WORK ITEM: From the entries below, copy every line that has the word "lawn".

■ ■ ■

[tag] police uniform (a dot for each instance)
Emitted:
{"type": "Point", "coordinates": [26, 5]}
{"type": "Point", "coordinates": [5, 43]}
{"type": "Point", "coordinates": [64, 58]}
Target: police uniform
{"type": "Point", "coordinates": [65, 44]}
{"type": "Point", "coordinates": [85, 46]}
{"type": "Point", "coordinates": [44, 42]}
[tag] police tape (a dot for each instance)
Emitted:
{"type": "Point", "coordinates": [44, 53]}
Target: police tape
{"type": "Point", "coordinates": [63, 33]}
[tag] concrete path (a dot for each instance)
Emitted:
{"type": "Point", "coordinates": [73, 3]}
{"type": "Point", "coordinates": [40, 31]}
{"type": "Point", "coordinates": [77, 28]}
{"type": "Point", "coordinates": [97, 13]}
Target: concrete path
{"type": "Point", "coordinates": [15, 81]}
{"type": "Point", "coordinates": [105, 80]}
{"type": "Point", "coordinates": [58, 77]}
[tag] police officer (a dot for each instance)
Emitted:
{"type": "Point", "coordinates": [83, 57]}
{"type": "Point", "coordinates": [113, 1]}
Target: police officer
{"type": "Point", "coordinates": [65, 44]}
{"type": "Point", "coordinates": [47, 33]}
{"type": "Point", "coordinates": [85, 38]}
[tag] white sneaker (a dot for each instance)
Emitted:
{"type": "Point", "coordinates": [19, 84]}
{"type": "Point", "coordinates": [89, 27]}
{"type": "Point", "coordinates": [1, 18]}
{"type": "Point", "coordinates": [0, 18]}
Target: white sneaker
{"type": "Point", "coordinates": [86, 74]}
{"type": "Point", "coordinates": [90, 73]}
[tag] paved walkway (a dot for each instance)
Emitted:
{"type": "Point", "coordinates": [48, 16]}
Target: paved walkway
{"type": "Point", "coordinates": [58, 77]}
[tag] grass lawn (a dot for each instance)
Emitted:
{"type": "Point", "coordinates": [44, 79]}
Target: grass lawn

■ ■ ■

RESPONSE TO THE TASK:
[tag] grass lawn (a dot for each instance)
Target: grass lawn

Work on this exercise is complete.